= Given request A =
From the ski review, list every snow condition the writer names as one they want to take the skis out in.
= Given request B =
Repeat the stretch of the ski review from "Icy groomers are" through "were much happier.".

= Quoted passage =
··········

My only complaint about the skis is that the topsheet construction isn’t great. They already have a number of sizeable gouges, and even light contact between the edges causes chips and scrapes. That’s not really a big deal, however.

After five days, I’m excited to get to know these skis better. I want to take them out in every conceivable kind of condition, from perfect corduroy to spring corn to broken crud. I think the BCs have the potential to make me a better skier, and I certainly feel like I couldn’t have made a better choice for my first touring ski. I’m jonesing like crazy to get out there on them again.

Update 24/2/12: On Monday I took the Praxis out for a couple of hours at Blackcomb. It was very cold and super icy, which made for interesting testing conditions. I learned a few important lessons along the way.

Icy groomers are not this ski’s preferred surface. On the scoured boilerplate, it was really hard work trying to get them to hold an edge and I ended up doing a lot of skidding around. The second I got them into softer snow, little bumps, or even just away from the ice they were much happier.

··········

= Stored data =
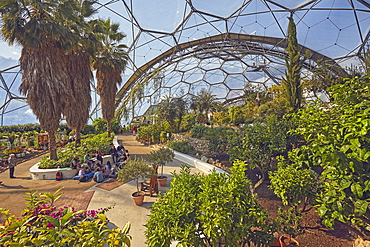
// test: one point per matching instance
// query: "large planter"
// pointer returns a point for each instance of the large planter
(162, 180)
(138, 197)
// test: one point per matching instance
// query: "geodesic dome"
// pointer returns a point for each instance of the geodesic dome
(180, 47)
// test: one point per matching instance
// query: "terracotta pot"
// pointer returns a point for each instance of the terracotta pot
(138, 197)
(162, 180)
(286, 241)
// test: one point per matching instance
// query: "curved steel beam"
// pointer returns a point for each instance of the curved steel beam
(247, 43)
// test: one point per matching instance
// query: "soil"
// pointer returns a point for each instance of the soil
(315, 234)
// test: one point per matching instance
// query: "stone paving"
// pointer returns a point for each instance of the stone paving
(12, 192)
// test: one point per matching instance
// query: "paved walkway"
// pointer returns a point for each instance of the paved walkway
(12, 192)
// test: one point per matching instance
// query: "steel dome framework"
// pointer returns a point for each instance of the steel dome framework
(179, 47)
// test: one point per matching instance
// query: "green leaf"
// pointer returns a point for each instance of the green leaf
(337, 215)
(357, 190)
(52, 220)
(355, 143)
(361, 207)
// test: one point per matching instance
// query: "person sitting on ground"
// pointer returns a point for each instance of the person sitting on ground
(88, 160)
(127, 155)
(99, 155)
(98, 176)
(113, 173)
(120, 147)
(108, 167)
(96, 165)
(75, 162)
(113, 153)
(122, 158)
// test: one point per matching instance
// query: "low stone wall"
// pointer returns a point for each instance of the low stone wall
(361, 243)
(201, 146)
(49, 174)
(201, 165)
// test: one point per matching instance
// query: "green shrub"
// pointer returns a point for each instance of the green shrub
(198, 131)
(43, 224)
(181, 146)
(65, 156)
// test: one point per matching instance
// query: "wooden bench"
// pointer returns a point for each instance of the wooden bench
(151, 186)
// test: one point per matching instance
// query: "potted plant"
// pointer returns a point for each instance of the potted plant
(135, 169)
(161, 157)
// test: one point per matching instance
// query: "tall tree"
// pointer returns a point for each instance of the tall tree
(203, 102)
(172, 110)
(79, 69)
(292, 79)
(109, 62)
(77, 110)
(36, 25)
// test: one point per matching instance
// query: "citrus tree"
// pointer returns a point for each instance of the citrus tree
(338, 140)
(209, 210)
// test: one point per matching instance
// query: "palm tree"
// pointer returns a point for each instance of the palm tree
(77, 110)
(36, 25)
(109, 62)
(78, 64)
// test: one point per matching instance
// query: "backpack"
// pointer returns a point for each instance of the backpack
(59, 176)
(83, 178)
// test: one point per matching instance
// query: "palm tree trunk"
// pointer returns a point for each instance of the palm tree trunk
(109, 128)
(78, 137)
(52, 145)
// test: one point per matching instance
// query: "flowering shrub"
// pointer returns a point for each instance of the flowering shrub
(44, 224)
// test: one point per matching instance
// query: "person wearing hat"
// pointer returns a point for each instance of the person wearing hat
(75, 162)
(11, 164)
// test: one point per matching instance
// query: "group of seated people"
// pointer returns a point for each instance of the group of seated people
(119, 154)
(95, 168)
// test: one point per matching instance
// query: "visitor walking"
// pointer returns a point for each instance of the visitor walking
(11, 164)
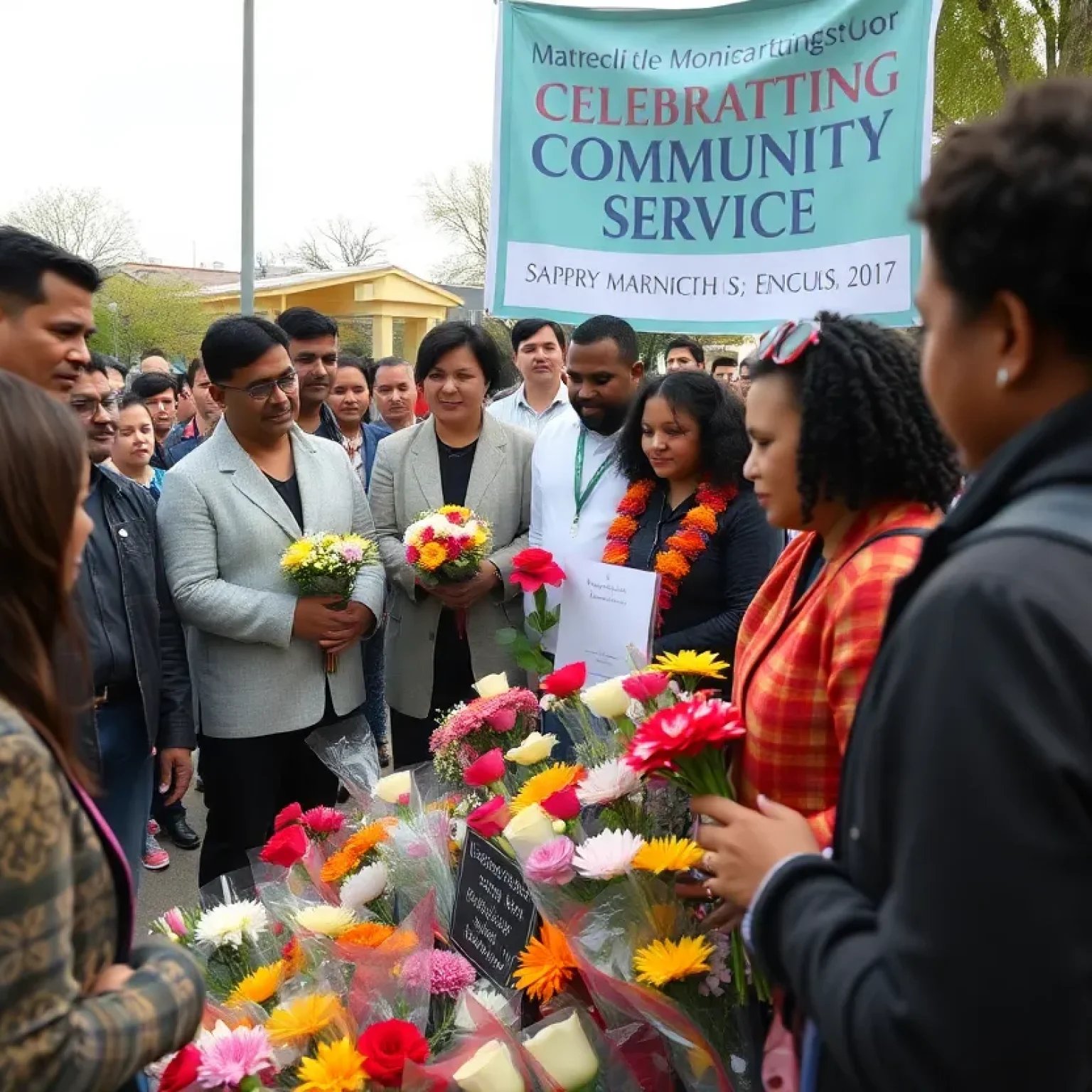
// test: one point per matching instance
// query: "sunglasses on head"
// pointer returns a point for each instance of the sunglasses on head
(784, 344)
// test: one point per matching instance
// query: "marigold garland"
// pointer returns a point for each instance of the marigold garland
(682, 550)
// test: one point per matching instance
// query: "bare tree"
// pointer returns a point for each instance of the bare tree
(338, 244)
(83, 222)
(459, 207)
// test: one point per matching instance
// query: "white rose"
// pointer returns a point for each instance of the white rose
(607, 699)
(535, 748)
(391, 788)
(529, 830)
(493, 685)
(489, 1071)
(564, 1051)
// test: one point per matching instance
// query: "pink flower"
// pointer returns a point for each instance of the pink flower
(491, 818)
(488, 769)
(287, 816)
(321, 820)
(647, 686)
(230, 1059)
(552, 863)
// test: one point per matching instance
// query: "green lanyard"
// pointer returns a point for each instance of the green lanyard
(581, 498)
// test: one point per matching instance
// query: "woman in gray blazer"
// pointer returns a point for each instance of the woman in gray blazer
(459, 456)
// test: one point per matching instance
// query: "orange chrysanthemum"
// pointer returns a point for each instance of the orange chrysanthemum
(367, 935)
(546, 965)
(542, 786)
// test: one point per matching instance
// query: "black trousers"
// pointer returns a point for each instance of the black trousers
(247, 783)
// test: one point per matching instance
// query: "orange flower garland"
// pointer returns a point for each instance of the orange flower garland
(680, 550)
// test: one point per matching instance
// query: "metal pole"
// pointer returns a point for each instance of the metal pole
(247, 287)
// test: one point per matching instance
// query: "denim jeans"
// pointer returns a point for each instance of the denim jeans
(126, 776)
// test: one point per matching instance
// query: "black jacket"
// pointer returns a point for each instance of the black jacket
(159, 645)
(949, 943)
(713, 596)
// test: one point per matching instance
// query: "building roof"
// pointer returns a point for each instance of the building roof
(328, 277)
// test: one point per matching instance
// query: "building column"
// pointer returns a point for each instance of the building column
(382, 336)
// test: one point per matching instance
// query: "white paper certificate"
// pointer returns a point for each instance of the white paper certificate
(605, 609)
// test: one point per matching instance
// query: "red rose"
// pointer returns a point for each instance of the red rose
(183, 1071)
(287, 816)
(285, 847)
(567, 680)
(387, 1046)
(534, 567)
(489, 819)
(646, 686)
(562, 805)
(486, 770)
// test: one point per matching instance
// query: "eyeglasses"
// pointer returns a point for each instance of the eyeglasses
(786, 343)
(87, 407)
(261, 392)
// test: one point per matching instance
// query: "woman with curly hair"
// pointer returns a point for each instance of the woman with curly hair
(688, 513)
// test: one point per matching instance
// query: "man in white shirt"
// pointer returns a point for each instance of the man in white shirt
(574, 484)
(541, 397)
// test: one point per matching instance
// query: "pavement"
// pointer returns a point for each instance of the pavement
(177, 884)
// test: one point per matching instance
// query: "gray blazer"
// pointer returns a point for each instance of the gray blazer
(223, 529)
(405, 482)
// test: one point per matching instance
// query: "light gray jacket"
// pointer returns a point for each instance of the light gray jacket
(223, 529)
(405, 482)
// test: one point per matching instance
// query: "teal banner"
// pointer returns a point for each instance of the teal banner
(712, 169)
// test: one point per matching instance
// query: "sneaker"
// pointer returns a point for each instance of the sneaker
(155, 856)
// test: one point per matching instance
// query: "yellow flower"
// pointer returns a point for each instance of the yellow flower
(665, 961)
(542, 786)
(297, 554)
(668, 855)
(700, 664)
(338, 1067)
(260, 985)
(433, 555)
(301, 1019)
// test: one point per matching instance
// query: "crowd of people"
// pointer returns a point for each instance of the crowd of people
(911, 851)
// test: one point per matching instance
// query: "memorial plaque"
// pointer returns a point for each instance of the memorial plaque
(495, 916)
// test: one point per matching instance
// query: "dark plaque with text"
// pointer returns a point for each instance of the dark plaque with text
(495, 916)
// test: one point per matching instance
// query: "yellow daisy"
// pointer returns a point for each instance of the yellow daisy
(668, 855)
(260, 985)
(664, 961)
(301, 1019)
(542, 786)
(338, 1067)
(706, 665)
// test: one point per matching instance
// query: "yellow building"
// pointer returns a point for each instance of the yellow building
(385, 294)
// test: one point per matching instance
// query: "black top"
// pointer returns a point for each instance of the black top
(713, 596)
(456, 466)
(949, 943)
(101, 599)
(289, 494)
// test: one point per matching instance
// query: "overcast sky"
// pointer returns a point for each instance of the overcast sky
(358, 103)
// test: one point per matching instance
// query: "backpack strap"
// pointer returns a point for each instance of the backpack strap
(1059, 513)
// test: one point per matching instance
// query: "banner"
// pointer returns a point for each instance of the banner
(715, 169)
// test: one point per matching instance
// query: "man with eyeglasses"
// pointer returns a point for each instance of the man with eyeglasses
(228, 513)
(313, 346)
(142, 700)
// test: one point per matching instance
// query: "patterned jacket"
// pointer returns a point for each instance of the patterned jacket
(800, 668)
(61, 925)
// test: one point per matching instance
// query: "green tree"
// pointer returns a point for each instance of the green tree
(160, 314)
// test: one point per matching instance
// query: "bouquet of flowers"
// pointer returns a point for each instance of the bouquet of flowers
(446, 546)
(328, 564)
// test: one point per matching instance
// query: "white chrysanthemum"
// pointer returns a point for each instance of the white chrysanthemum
(232, 923)
(365, 887)
(326, 921)
(609, 782)
(607, 854)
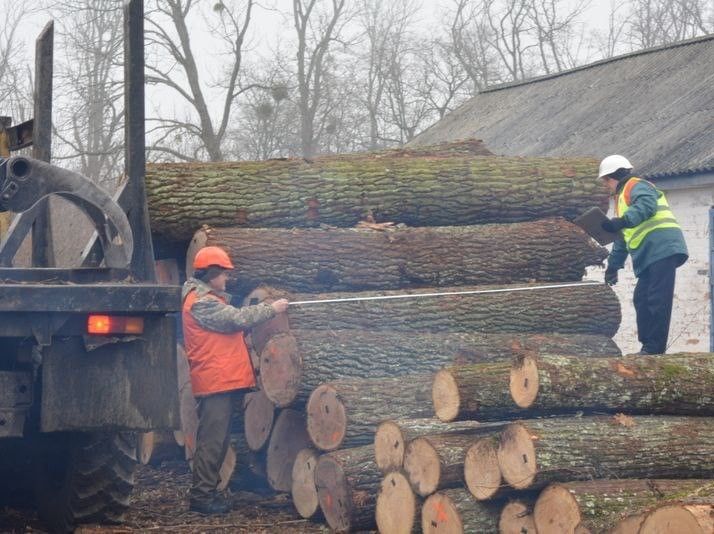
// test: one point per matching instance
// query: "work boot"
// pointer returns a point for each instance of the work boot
(217, 505)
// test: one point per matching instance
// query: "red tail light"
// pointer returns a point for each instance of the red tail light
(111, 324)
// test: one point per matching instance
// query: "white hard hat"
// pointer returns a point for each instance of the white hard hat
(611, 163)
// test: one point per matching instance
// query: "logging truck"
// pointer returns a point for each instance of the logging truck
(88, 352)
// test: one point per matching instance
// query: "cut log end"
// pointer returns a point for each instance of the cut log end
(333, 494)
(281, 369)
(326, 418)
(516, 456)
(670, 518)
(445, 396)
(422, 466)
(440, 516)
(287, 439)
(481, 471)
(524, 382)
(389, 447)
(556, 511)
(516, 518)
(258, 419)
(396, 505)
(304, 491)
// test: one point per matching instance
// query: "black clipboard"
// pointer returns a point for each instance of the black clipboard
(591, 221)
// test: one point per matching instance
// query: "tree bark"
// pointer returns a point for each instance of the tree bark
(287, 439)
(352, 259)
(517, 518)
(304, 491)
(341, 191)
(589, 309)
(347, 484)
(437, 461)
(391, 438)
(398, 509)
(326, 355)
(475, 391)
(536, 452)
(258, 419)
(667, 384)
(456, 511)
(598, 505)
(346, 413)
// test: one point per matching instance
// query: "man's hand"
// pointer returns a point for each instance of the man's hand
(611, 277)
(280, 305)
(613, 225)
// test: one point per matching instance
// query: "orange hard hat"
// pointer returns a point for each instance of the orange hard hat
(208, 256)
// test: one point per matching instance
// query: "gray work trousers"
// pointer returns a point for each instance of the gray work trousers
(212, 441)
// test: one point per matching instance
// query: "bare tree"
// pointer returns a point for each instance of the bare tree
(317, 28)
(175, 66)
(656, 22)
(384, 26)
(15, 71)
(88, 88)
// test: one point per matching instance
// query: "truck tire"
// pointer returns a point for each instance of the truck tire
(84, 477)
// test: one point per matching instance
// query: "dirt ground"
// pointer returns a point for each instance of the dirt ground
(160, 504)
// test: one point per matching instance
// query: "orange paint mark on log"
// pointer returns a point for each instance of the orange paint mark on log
(623, 370)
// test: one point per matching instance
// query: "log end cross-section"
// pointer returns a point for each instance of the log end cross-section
(304, 491)
(281, 369)
(326, 418)
(481, 471)
(445, 396)
(516, 456)
(396, 505)
(556, 510)
(524, 382)
(440, 516)
(422, 465)
(389, 446)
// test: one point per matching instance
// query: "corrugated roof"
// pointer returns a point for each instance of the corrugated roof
(655, 106)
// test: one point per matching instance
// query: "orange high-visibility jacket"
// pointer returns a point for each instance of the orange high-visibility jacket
(219, 362)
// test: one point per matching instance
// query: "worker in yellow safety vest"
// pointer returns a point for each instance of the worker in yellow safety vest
(651, 235)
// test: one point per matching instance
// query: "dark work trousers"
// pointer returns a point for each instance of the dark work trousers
(212, 441)
(653, 303)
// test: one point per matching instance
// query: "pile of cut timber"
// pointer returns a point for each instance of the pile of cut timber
(344, 418)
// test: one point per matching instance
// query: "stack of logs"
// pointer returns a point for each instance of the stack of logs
(332, 375)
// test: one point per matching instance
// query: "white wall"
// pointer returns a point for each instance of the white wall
(689, 331)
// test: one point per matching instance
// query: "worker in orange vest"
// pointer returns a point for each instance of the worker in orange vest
(221, 370)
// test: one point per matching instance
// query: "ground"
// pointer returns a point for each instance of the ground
(160, 504)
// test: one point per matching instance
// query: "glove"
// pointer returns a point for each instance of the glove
(613, 225)
(611, 277)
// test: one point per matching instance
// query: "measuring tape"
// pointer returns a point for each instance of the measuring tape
(441, 294)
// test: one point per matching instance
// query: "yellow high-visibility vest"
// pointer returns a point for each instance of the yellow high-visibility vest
(663, 217)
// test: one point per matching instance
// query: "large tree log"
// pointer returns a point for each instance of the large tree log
(588, 309)
(349, 259)
(599, 505)
(339, 191)
(398, 509)
(536, 452)
(287, 439)
(473, 391)
(346, 413)
(454, 511)
(347, 484)
(391, 438)
(290, 370)
(437, 461)
(671, 384)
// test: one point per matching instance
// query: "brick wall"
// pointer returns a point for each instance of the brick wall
(689, 331)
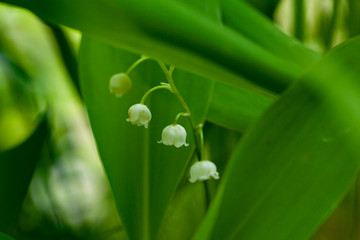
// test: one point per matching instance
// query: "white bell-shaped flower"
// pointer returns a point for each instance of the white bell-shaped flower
(203, 170)
(174, 134)
(139, 114)
(120, 84)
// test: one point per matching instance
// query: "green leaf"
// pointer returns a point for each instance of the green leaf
(143, 174)
(265, 6)
(17, 166)
(185, 212)
(235, 108)
(297, 162)
(140, 26)
(237, 14)
(3, 236)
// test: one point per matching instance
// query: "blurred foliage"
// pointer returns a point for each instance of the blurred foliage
(62, 191)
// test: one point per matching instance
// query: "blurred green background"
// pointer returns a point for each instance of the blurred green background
(69, 196)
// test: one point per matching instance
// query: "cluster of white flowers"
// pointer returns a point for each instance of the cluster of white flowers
(174, 134)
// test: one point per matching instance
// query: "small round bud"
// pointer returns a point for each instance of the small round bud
(120, 84)
(174, 134)
(203, 170)
(139, 114)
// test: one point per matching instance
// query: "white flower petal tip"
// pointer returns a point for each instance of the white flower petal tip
(175, 135)
(120, 84)
(203, 170)
(140, 115)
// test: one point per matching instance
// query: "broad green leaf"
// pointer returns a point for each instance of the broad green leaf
(17, 166)
(237, 14)
(353, 23)
(343, 222)
(294, 166)
(235, 108)
(143, 174)
(161, 29)
(185, 212)
(265, 6)
(3, 236)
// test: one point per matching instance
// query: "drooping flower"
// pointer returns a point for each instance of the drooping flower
(140, 115)
(174, 134)
(203, 170)
(120, 84)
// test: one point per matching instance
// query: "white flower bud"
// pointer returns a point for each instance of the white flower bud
(174, 134)
(120, 84)
(139, 114)
(203, 170)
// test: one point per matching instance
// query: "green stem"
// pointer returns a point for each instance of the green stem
(201, 137)
(299, 19)
(135, 64)
(181, 115)
(154, 89)
(168, 75)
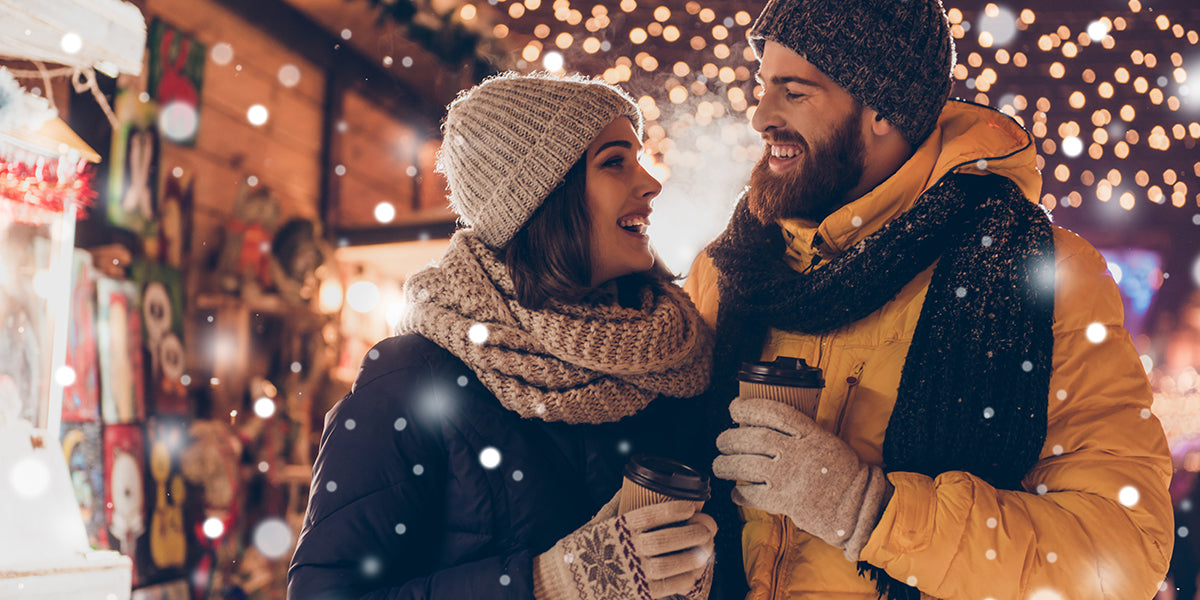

··········

= Final result A =
perfect corduroy, spring corn, broken crud

= Final result B =
Icy groomers are not this ski’s preferred surface. On the scoured boilerplate, it was really hard work trying to get them to hold an edge and I ended up doing a lot of skidding around. The second I got them into softer snow, little bumps, or even just away from the ice they were much happier.